## Task details
Copy every line of the listing below word for word, but leave out the pictures.

## Records provided
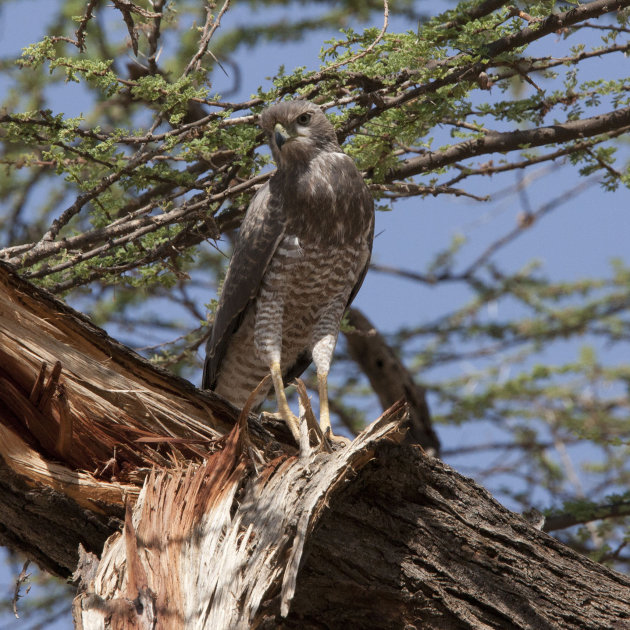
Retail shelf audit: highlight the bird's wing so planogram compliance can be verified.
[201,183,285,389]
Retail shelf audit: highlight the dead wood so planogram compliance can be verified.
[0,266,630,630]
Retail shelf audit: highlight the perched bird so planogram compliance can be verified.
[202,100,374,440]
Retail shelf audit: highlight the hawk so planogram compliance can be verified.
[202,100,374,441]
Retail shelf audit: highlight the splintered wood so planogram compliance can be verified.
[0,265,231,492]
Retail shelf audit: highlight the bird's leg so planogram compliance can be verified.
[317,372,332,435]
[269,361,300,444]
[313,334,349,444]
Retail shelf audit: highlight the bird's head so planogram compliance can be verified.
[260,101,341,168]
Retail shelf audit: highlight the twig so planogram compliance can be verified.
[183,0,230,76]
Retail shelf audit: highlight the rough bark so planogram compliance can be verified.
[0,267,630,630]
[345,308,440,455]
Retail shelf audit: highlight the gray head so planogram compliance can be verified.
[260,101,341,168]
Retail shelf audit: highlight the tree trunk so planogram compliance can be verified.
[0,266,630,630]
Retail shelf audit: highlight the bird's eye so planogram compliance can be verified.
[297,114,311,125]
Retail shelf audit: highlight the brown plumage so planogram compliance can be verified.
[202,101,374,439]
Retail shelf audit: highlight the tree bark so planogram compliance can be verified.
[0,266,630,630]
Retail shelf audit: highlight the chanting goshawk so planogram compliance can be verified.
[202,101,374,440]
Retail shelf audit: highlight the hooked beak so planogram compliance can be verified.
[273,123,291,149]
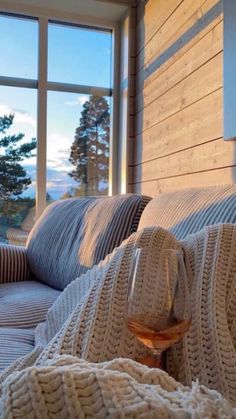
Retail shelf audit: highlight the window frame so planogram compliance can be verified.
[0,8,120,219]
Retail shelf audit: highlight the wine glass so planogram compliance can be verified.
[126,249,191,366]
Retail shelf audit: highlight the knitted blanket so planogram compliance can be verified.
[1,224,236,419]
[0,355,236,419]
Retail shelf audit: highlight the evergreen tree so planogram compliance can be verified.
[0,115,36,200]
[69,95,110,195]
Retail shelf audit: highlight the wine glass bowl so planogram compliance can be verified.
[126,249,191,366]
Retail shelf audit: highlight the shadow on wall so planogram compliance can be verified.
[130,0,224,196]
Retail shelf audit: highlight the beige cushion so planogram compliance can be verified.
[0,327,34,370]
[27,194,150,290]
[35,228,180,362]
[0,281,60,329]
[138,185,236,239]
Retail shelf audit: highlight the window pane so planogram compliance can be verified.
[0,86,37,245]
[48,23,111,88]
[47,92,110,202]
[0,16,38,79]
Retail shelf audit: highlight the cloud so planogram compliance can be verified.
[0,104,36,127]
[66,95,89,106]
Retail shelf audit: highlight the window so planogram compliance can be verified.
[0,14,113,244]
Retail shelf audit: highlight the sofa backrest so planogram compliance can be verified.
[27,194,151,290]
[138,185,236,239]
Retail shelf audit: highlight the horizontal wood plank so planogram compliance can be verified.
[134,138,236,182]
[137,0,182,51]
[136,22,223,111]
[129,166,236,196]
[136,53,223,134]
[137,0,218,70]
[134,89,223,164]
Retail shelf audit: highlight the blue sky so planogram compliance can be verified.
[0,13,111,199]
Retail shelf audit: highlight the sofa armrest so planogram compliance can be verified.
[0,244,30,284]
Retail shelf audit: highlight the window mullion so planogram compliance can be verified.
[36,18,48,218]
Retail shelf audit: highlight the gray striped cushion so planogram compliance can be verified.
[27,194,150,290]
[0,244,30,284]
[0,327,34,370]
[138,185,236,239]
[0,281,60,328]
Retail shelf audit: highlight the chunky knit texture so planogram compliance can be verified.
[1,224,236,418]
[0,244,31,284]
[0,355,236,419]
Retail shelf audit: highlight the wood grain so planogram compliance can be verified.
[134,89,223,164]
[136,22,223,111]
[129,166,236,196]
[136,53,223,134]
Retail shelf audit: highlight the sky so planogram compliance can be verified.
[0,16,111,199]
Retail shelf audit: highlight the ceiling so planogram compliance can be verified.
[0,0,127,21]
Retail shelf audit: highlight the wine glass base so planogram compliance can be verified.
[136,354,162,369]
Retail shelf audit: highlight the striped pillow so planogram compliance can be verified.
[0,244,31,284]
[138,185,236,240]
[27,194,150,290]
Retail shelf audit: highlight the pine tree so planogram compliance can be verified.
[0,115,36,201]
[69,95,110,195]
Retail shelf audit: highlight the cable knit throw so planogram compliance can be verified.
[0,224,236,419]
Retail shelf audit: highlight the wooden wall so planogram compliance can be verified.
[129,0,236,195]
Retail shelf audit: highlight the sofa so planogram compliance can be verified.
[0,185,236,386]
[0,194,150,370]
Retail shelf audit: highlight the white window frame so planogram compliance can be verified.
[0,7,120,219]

## Result for this task
Retail shelf audit: highlight the bird's wing so planogram compliance can be verified.
[201,183,285,389]
Retail shelf audit: highlight the dead wood so planogram compliance can be verified.
[0,266,630,630]
Retail shelf audit: highlight the perched bird so planogram compliance can be verified.
[202,100,374,440]
Retail shelf audit: highlight the hawk so planogram compliance can be verified.
[202,100,374,441]
Retail shelf audit: highlight the splintered wood so planogram compliance can be verified.
[0,265,231,492]
Retail shelf audit: highlight the bird's leg so planogram compliance can be verified.
[317,372,332,435]
[269,361,300,444]
[313,334,349,444]
Retail shelf audit: highlight the bird's head so planogram compliance can be verified.
[260,101,341,168]
Retail shelf audit: highlight the twig so planogram compliance can be verified.
[183,0,230,76]
Retail shelf audit: highlight the rough bark so planogram compliance can be verified.
[0,267,630,630]
[345,308,440,455]
Retail shelf audit: highlight the gray head so planogram compliance can be verified.
[260,101,341,168]
Retail shelf audit: highlight the tree trunk so planogram compliance can be verified.
[0,266,630,630]
Retail shelf audit: highlight the bird's eye so planogram compliance can be verified.
[297,114,311,125]
Retail shelf audit: highlight the brown plumage so planogram compliance can be verified.
[202,101,374,439]
Retail shelf audit: highlight the tree bark so planogram compliance can be verified.
[0,266,630,630]
Retail shelf audit: highlight the chanting goshawk so planogram compliance can be verified.
[202,101,374,440]
Retail shelf audit: highlight the hooked beak so planogram compliance can be verified.
[273,123,291,149]
Retail shelf audit: highlight the window frame so planogram compliance can be verified.
[0,8,120,219]
Retail shelf audit: highlight the wine glass so planogram compliance can be verified.
[126,249,191,366]
Retail shelf audit: highlight the knitted blanket so planogram compliance can be verified.
[1,224,236,419]
[0,355,236,419]
Retail shelf audit: highlight the evergreen tree so planogram compliance can be verified.
[0,115,36,200]
[69,95,110,195]
Retail shelf audit: highlight the wine glass bowl so planogram compliance can be verified.
[126,249,191,366]
Retail shelf audit: highlight the shadow on wall so planogram compliance can be verified.
[130,0,224,196]
Retail shelf audit: highlight the beige cushion so planogram compliance can be verified.
[0,327,34,370]
[27,194,150,290]
[35,228,180,362]
[0,281,60,329]
[138,185,236,239]
Retail shelf audit: highlight the window pane so planogram compliance can be verified.
[0,86,37,245]
[48,23,111,88]
[47,92,110,202]
[0,16,38,79]
Retail shelf audit: highlight the cloud so planogram compliance can be verified.
[0,104,36,127]
[66,95,89,106]
Retail shelf audit: highlight the window so planogram compliance can be verified.
[0,14,113,244]
Retail shelf audit: highlight the sofa backrest so planogram compliance can be verified.
[27,194,151,290]
[138,185,236,239]
Retail shelf audit: highlight the horizontal wood plank so planogram compliance can be verified.
[134,138,236,182]
[137,0,182,51]
[136,22,223,111]
[129,166,236,196]
[136,53,223,134]
[137,0,218,70]
[134,89,223,164]
Retail shelf audit: highlight the blue sky so planogram compliance can be verified.
[0,13,111,199]
Retail shelf audit: highlight the sofa armrest so planogram compliance can be verified.
[0,244,30,284]
Retail shelf audit: highlight the window mullion so planogram compliance can be verified.
[36,18,48,218]
Retail shelf audit: highlight the gray striped cushion so planogram compliance can be verified.
[27,194,150,290]
[0,244,30,284]
[0,327,34,370]
[138,185,236,239]
[0,281,60,328]
Retail shelf audit: highlight the chunky knit texture so planogram compliance can be verified.
[1,224,236,418]
[0,244,31,284]
[0,355,236,419]
Retail shelf audit: highlight the wood grain so planogram compliance can be verified.
[134,89,223,164]
[136,22,223,111]
[129,166,236,196]
[136,53,223,134]
Retail shelf audit: highlight the sky so planogram compliance can be verified.
[0,16,111,199]
Retail shelf audit: highlight the ceiling so planogram compliance can be verified.
[0,0,127,21]
Retail shelf audit: highlight the wine glass base so planogram compliance can be verified.
[136,354,162,369]
Retail shelf audit: highlight the striped pillow so planogram compliance can be verified.
[0,244,31,284]
[138,185,236,240]
[27,194,150,290]
Retail shelf audit: highlight the pine tree so planogram compliance can be verified.
[0,115,36,201]
[69,95,110,195]
Retail shelf audit: highlight the cable knit throw so planogram compliance can be verified.
[0,224,236,419]
Retail shelf audit: highlight the wooden wall so planogram compliance can be verified.
[129,0,236,195]
Retail shelf audit: highlight the sofa so planogram compliance can be verified.
[0,185,236,386]
[0,194,150,370]
Retail shelf audit: highlight the white window frame so planogram compliance can be verified.
[0,7,120,219]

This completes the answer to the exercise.